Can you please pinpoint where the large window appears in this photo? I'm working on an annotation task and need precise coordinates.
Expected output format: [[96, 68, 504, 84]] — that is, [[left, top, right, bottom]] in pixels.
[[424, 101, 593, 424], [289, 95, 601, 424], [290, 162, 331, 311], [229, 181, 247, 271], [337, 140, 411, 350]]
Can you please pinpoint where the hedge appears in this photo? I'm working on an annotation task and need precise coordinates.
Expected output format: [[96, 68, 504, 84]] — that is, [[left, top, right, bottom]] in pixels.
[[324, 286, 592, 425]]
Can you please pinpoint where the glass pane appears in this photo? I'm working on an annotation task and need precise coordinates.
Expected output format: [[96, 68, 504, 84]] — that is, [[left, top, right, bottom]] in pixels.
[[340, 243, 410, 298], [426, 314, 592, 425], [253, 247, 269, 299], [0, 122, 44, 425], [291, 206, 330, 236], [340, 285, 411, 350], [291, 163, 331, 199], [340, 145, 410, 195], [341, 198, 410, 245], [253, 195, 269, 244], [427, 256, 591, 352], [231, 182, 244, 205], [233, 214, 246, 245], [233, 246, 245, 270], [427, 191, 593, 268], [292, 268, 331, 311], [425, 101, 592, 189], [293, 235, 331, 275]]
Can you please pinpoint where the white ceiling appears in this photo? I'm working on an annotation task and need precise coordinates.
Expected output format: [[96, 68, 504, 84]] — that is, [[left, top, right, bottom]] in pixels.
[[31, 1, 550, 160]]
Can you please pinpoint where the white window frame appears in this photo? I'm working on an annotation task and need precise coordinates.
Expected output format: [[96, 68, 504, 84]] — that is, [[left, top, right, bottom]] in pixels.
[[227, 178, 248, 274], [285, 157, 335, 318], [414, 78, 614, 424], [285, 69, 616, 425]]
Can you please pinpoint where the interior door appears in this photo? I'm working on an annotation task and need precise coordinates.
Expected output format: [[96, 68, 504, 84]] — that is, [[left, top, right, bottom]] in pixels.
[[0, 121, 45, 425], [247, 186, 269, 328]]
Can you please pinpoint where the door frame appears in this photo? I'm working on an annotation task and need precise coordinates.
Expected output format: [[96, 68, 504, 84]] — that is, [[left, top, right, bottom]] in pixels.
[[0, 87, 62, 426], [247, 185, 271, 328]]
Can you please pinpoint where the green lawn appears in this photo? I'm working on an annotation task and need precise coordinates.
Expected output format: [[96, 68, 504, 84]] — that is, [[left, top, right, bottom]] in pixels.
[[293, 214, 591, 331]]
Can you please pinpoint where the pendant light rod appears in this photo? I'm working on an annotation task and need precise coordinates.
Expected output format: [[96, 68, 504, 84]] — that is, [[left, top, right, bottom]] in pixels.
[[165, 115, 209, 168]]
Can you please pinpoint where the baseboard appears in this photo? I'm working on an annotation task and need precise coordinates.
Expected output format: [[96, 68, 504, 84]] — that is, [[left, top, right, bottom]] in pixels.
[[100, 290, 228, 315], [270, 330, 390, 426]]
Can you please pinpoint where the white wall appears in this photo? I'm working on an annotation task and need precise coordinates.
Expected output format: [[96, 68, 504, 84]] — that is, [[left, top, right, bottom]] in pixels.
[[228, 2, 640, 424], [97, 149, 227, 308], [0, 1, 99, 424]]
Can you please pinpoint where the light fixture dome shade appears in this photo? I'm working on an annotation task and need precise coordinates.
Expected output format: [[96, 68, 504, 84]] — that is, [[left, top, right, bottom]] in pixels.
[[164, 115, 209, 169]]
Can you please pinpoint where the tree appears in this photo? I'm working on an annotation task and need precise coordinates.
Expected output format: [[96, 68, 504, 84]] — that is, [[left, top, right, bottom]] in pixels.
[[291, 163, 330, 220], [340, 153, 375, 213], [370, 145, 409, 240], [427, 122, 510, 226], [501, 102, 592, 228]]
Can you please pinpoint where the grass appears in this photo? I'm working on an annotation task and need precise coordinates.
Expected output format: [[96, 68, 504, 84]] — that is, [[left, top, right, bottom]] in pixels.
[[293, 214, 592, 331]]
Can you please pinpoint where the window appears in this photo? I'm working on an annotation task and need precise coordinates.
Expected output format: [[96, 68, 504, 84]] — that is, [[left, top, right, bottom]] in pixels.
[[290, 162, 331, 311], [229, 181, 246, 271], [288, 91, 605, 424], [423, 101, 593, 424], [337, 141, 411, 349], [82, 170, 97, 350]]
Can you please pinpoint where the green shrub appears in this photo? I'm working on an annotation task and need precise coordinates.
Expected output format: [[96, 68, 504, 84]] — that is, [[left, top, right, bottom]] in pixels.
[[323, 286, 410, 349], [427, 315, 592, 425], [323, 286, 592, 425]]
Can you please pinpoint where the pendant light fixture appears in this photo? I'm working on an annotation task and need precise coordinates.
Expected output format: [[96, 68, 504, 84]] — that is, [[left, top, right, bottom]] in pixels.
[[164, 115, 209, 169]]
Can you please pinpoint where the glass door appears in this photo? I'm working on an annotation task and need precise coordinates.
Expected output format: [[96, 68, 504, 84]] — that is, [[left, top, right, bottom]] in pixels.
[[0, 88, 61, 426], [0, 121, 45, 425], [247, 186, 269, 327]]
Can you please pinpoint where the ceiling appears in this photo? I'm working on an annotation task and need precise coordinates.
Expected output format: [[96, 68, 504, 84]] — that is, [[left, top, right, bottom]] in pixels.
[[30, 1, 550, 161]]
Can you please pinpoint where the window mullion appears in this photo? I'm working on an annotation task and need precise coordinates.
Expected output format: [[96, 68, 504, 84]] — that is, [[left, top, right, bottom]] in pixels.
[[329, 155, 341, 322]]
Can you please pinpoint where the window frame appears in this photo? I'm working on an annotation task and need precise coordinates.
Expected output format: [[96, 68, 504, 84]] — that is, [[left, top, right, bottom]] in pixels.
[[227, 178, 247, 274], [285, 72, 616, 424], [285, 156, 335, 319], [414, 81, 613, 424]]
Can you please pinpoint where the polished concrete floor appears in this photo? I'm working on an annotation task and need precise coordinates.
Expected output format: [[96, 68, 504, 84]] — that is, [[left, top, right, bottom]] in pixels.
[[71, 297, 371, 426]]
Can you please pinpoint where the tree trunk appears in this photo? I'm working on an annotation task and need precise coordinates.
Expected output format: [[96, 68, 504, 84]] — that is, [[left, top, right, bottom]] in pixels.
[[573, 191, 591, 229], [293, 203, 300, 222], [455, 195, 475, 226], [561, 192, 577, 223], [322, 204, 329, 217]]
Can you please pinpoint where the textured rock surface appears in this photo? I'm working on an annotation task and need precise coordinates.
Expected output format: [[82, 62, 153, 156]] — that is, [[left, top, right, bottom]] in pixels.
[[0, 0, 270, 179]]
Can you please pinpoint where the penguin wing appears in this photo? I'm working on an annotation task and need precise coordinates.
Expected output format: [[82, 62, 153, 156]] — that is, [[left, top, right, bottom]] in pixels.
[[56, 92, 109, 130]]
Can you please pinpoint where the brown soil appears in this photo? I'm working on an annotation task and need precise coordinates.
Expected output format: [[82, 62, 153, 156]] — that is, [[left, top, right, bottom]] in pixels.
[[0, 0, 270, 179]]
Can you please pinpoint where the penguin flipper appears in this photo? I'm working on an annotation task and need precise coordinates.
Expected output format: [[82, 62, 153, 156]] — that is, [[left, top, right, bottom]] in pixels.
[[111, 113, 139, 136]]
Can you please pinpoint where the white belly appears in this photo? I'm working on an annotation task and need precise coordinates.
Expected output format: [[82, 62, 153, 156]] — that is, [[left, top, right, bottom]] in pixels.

- [What you should do]
Format every line of the data above as a numbered list, omitting any blank lines.

- [Output for this exercise]
1. Can you please pinpoint where the large window appears in this photo? I'm working on an annotation task and need precise coordinates.
2. Expected output format: [[96, 68, 504, 84]] — that is, [[left, top, right, bottom]] in pixels.
3. [[424, 101, 593, 424], [289, 95, 601, 424], [290, 162, 331, 311], [229, 181, 247, 271], [337, 140, 411, 350]]
4. Can you please pinpoint where the hedge appears in this photo? I'm working on an annotation task and need precise coordinates.
5. Expected output format: [[96, 68, 504, 84]] — that is, [[left, top, right, bottom]] in pixels.
6. [[324, 286, 592, 425]]
7. Can you please pinpoint where the glass pane appears in this photo? I'm working on an annotation task and need precise coordinates.
8. Expected output format: [[96, 68, 504, 84]] — that is, [[left, top, right, bottom]] in pixels.
9. [[340, 243, 410, 298], [426, 314, 592, 425], [253, 247, 269, 299], [0, 122, 44, 425], [291, 206, 330, 236], [340, 285, 411, 350], [291, 163, 331, 199], [340, 145, 410, 195], [341, 198, 410, 245], [253, 195, 269, 244], [427, 256, 591, 352], [231, 182, 244, 205], [233, 214, 246, 245], [233, 246, 245, 270], [427, 191, 593, 268], [292, 268, 331, 311], [425, 101, 592, 189], [293, 235, 331, 275]]
10. Can you please pinpoint where the white ceiling appears in this photo? I'm working on an annotation task and need precise coordinates.
11. Expected output format: [[96, 68, 504, 84]] — that is, [[left, top, right, bottom]] in pixels.
12. [[31, 1, 550, 160]]
13. Can you please pinpoint where the white window frame appears in this photo? I'm working on an annotation task and need precise coordinates.
14. Expected output format: [[96, 68, 504, 84]] — that is, [[left, top, right, bottom]] in pixels.
15. [[227, 178, 248, 274], [285, 157, 335, 318], [414, 78, 614, 424], [285, 69, 616, 425]]
16. Can you please pinpoint where the interior door appears in this photo? I'm working on an annotation task and need precise coordinates.
17. Expected output format: [[96, 68, 504, 84]] — that is, [[left, top, right, bottom]] in pixels.
18. [[0, 121, 45, 425], [247, 186, 269, 328]]
19. Can you please pinpoint where the door frame appears in this photo? I'm working on an annotation task and need precise coordinates.
20. Expected output format: [[96, 68, 504, 84]] — that is, [[left, top, right, bottom]] in pixels.
21. [[0, 87, 62, 426], [247, 185, 271, 328]]
22. Can you please pinpoint where the green lawn appears in this photo? I'm working on an annotation task and need precise coordinates.
23. Expected output format: [[96, 68, 504, 84]] — that is, [[left, top, right, bottom]] in pixels.
24. [[293, 214, 591, 331]]
25. Can you please pinpoint where the pendant light rod appears in this photo? I'm working on an annotation task and need precise coordinates.
26. Expected output format: [[96, 68, 504, 84]] — that is, [[left, top, right, bottom]] in pixels.
27. [[165, 115, 209, 168]]
28. Can you please pinpoint where the baseboard appears in this photo? I'm working on an annotation task and need precise coordinates.
29. Expected output format: [[96, 68, 504, 84]] — that is, [[left, top, right, bottom]] in pixels.
30. [[100, 290, 228, 315], [270, 330, 390, 426]]
31. Can you please pinpoint where the white wall appears in this photo? I'm working on an annotation task and need precise coordinates.
32. Expected output format: [[96, 68, 504, 84]] — that is, [[left, top, right, bottom]] in pixels.
33. [[228, 2, 640, 424], [97, 149, 227, 308], [0, 1, 99, 424]]
34. Can you please pinpoint where the light fixture dome shade appears in this photo? I'm working on an annotation task and need precise coordinates.
35. Expected output format: [[96, 68, 504, 84]] — that is, [[left, top, right, bottom]] in pixels.
36. [[164, 115, 209, 169]]
37. Can you please pinpoint where the tree appears in this photo? I'm working on an annotation task and need precise coordinates.
38. Expected output format: [[96, 68, 504, 84]] — that is, [[left, top, right, bottom]] in pixels.
39. [[291, 163, 330, 220], [340, 153, 375, 213], [370, 145, 409, 240], [427, 122, 510, 226], [501, 102, 592, 228]]
40. Can you please pinpoint where the grass appears in this photo? I'm working on an annotation task and need precise coordinates.
41. Expected output format: [[96, 68, 504, 84]] — that is, [[left, top, right, bottom]] in pixels.
42. [[293, 214, 592, 331]]
43. Can you please pinpoint where the window appears in this photo? I'm working on an annotation task and need precise coordinates.
44. Expected output format: [[96, 68, 504, 84]] — that is, [[left, top, right, bottom]] in pixels.
45. [[290, 162, 331, 311], [229, 181, 246, 271], [288, 91, 605, 424], [423, 101, 593, 424], [337, 141, 411, 349], [82, 170, 97, 350]]
46. Can you please pinpoint where the green shrub appears in this photo? I'm working on an annotation task and need precise coordinates.
47. Expected output format: [[96, 68, 504, 84]] — that is, [[left, top, right, bottom]] in pixels.
48. [[323, 286, 410, 349], [427, 315, 592, 425], [323, 286, 592, 425]]
49. Can you please pinpoint where the pendant light fixture appears in this photo? I'm working on an annotation task and need precise coordinates.
50. Expected output format: [[96, 68, 504, 84]] — that is, [[left, top, right, bottom]] in pixels.
51. [[164, 115, 209, 169]]
52. Can you please pinpoint where the glass door appears in this photo? I'm working on an annotation task and need precise coordinates.
53. Expected output format: [[96, 68, 504, 84]] — that is, [[left, top, right, bottom]] in pixels.
54. [[0, 88, 61, 426], [0, 121, 45, 425], [247, 186, 269, 327]]
55. Can you please pinpoint where the ceiling appears in this photo? I'm working on an annotation task and need precise coordinates.
56. Expected output format: [[96, 68, 504, 84]] — that is, [[left, top, right, bottom]] in pixels.
57. [[30, 1, 550, 161]]
58. Can you please pinpoint where the window mullion appears in this photo? I'm working on an annotation task and need precise coordinates.
59. Expected output format: [[96, 68, 504, 84]] — that is, [[left, top, right, bottom]] in pixels.
60. [[329, 155, 341, 322]]
61. Can you please pinpoint where the window frame appears in this photo? I'm working on an annotation task and need precise coordinates.
62. Expected output format: [[96, 68, 504, 84]] — that is, [[left, top, right, bottom]] in pixels.
63. [[227, 178, 247, 274], [285, 72, 616, 424], [285, 156, 335, 319], [414, 81, 613, 424]]
64. Can you please pinpoint where the polished concrete floor appears in this photo? I'm working on an annotation task and need precise coordinates.
65. Expected output format: [[96, 68, 504, 84]] — that is, [[left, top, right, bottom]] in pixels.
66. [[71, 297, 371, 426]]
67. Can you please pinpoint where the tree trunk appears in this photo? I'm working on an annotation task and need precise coordinates.
68. Expected output format: [[96, 68, 504, 84]] — that is, [[left, top, right, bottom]] in pixels.
69. [[573, 191, 591, 229], [293, 203, 300, 222], [455, 195, 475, 226], [561, 192, 577, 223], [322, 204, 329, 217]]
70. Can you please pinpoint where the textured rock surface appears in this photo? I'm working on an annotation task and need precise coordinates.
71. Expected output format: [[82, 62, 153, 156]] — that is, [[left, top, right, bottom]] in pixels.
72. [[0, 0, 270, 179]]
73. Can you please pinpoint where the penguin wing appears in this photo? I'm working on an annotation task and need precise coordinates.
74. Expected output format: [[82, 62, 153, 156]] — that is, [[left, top, right, bottom]] in pixels.
75. [[56, 92, 109, 130]]
76. Can you please pinpoint where the brown soil appears in this photo? I'm working on an annotation task and need precise coordinates.
77. Expected output format: [[82, 62, 153, 156]] — that is, [[left, top, right, bottom]] in pixels.
78. [[0, 0, 270, 179]]
79. Can you please pinpoint where the penguin flipper appears in this photo? I'm working on an annotation task and need precise coordinates.
80. Expected output format: [[82, 62, 153, 156]] — that is, [[left, top, right, bottom]] in pixels.
81. [[111, 113, 139, 136]]
82. Can you please pinpoint where the white belly appears in this photo? I'm working on an annotation task and need precise coordinates.
83. Expected output format: [[82, 62, 153, 156]] — that is, [[left, top, right, bottom]] in pixels.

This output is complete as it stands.